[TO DO] Which lines in the material below contain the word "wall"? Copy each of those lines in full.

[PROVIDED MATERIAL]
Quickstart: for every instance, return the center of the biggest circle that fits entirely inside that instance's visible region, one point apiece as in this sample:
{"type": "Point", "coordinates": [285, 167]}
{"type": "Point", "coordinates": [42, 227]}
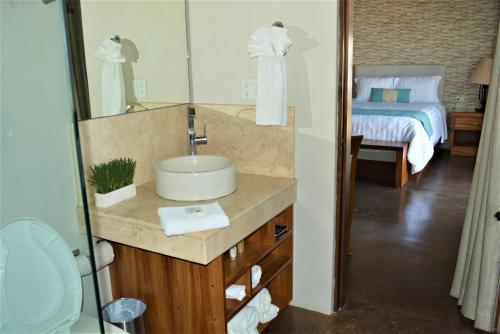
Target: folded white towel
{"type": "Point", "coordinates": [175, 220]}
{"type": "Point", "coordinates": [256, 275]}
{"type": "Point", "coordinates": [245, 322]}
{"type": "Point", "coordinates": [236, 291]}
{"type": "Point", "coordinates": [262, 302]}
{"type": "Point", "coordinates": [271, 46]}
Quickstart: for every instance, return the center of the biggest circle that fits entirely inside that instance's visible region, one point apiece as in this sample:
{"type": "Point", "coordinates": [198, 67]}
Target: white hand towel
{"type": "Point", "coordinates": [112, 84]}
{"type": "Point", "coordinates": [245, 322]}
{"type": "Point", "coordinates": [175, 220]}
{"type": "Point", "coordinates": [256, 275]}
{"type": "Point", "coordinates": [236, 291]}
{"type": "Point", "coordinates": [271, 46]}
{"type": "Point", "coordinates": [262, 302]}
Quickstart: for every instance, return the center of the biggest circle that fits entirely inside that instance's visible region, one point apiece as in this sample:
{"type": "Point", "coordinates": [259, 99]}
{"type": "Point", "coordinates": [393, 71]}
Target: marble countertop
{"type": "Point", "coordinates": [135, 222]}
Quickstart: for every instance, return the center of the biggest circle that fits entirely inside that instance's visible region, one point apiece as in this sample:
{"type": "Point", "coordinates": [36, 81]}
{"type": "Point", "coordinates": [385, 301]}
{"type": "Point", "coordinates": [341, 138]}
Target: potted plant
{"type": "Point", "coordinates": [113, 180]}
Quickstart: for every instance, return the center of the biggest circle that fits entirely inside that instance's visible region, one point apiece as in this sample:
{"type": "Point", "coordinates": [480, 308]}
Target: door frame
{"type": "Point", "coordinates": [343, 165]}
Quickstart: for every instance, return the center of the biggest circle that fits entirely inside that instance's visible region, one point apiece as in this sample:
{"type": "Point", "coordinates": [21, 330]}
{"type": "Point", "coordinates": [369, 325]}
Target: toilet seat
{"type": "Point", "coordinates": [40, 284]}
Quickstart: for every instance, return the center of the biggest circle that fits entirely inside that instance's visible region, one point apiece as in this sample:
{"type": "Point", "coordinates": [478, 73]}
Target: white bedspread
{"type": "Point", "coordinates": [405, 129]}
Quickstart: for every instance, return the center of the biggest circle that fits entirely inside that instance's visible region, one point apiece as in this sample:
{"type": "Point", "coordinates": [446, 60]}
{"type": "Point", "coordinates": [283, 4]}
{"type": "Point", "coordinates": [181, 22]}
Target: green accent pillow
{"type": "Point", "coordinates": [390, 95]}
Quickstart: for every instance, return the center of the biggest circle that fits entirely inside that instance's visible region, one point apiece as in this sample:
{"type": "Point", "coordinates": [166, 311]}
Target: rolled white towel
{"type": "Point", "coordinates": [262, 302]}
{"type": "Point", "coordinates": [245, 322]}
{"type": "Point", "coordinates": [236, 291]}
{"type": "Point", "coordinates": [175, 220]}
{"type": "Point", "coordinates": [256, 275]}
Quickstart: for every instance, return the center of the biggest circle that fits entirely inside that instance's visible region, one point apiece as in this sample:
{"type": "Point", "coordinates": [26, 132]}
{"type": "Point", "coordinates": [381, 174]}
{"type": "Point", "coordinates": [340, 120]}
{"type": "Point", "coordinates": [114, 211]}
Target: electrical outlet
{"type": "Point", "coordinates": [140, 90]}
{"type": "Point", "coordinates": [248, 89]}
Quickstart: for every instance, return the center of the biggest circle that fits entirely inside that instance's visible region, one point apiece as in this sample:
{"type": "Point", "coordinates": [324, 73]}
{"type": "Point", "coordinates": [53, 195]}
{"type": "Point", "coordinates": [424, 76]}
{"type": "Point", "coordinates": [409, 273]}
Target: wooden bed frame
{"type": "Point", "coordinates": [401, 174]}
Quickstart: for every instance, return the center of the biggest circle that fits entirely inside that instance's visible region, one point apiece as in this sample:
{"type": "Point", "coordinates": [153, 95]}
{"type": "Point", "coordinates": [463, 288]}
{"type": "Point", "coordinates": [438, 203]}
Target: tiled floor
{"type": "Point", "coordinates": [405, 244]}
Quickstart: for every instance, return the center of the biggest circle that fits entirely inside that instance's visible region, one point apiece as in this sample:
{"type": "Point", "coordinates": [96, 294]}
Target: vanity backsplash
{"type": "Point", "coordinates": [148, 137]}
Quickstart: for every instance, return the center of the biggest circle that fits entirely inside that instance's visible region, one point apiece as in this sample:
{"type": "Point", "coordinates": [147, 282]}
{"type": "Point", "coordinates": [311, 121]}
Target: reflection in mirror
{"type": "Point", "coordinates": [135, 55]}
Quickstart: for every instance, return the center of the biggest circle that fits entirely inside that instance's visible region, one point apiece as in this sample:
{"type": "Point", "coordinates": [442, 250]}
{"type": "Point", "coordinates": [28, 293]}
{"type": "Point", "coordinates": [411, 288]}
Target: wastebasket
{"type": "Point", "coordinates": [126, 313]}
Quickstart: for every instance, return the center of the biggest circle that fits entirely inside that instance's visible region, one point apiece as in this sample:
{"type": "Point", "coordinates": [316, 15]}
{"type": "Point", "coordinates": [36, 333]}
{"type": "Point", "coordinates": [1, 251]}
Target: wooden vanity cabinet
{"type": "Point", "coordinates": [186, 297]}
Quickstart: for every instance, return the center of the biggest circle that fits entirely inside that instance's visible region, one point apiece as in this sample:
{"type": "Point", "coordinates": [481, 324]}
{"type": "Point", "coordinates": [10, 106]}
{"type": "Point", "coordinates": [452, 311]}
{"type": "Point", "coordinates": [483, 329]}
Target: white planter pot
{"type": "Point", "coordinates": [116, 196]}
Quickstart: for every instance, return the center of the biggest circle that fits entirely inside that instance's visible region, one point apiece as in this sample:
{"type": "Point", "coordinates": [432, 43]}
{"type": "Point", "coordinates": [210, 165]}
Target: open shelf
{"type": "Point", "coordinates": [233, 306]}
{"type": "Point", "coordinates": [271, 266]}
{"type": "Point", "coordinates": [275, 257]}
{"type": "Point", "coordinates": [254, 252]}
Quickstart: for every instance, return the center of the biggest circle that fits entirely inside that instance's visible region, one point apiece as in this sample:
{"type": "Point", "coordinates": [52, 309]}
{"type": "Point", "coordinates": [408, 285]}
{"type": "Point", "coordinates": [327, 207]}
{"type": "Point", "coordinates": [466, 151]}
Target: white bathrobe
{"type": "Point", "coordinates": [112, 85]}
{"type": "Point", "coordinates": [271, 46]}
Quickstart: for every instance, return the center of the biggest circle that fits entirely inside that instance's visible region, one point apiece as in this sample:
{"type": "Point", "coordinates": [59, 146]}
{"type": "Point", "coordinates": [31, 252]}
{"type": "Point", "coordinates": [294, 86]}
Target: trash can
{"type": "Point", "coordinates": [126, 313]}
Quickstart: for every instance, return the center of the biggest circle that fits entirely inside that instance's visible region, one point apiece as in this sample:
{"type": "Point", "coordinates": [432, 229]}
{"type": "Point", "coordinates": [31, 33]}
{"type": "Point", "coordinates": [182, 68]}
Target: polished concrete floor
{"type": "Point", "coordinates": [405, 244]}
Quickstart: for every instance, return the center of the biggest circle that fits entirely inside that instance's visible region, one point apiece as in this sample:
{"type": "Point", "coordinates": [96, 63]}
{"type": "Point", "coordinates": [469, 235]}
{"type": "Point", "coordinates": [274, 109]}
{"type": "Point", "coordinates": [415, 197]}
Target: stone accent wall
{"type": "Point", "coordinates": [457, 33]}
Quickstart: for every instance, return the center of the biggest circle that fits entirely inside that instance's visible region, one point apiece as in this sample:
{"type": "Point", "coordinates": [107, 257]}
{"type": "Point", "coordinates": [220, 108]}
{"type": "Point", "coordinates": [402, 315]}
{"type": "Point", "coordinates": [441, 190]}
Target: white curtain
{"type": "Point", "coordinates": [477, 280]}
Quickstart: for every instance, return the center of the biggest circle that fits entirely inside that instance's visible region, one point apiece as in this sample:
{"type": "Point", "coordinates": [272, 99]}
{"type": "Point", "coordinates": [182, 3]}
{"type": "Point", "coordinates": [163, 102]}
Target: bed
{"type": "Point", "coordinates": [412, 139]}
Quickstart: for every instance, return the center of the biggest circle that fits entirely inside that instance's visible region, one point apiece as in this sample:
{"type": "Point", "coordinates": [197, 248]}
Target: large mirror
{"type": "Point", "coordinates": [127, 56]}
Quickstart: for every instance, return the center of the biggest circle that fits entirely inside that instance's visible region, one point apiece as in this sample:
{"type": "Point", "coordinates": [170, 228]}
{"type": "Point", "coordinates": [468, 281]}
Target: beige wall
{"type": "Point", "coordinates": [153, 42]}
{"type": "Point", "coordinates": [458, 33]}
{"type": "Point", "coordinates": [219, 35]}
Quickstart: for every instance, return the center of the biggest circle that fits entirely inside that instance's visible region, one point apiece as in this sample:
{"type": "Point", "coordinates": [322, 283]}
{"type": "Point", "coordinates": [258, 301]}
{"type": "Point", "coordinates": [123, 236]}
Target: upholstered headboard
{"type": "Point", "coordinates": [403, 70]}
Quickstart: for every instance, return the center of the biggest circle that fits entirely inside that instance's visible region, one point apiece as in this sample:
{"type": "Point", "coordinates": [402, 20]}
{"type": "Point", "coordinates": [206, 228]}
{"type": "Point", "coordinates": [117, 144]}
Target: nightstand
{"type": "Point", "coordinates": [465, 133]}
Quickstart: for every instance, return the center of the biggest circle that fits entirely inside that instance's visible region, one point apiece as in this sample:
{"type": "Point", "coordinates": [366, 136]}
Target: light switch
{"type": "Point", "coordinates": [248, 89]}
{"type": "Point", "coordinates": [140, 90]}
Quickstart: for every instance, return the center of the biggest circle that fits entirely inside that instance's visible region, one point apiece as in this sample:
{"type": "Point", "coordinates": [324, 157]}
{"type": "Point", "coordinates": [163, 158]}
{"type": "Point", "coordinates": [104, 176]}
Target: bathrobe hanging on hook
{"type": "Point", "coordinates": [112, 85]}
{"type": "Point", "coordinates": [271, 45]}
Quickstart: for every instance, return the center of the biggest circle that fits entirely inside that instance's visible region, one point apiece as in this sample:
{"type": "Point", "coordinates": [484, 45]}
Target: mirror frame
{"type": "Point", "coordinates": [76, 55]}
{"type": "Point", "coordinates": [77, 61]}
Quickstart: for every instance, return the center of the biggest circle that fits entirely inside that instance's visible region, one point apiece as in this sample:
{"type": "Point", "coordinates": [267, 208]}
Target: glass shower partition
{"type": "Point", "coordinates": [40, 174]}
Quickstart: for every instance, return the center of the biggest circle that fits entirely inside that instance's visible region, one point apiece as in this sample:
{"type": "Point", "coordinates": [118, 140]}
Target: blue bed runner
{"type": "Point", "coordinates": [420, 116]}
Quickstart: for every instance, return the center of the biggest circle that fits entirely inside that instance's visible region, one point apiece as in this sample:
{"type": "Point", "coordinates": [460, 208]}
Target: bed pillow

[SOLVED PROBLEM]
Target: stone accent wall
Target: beige wall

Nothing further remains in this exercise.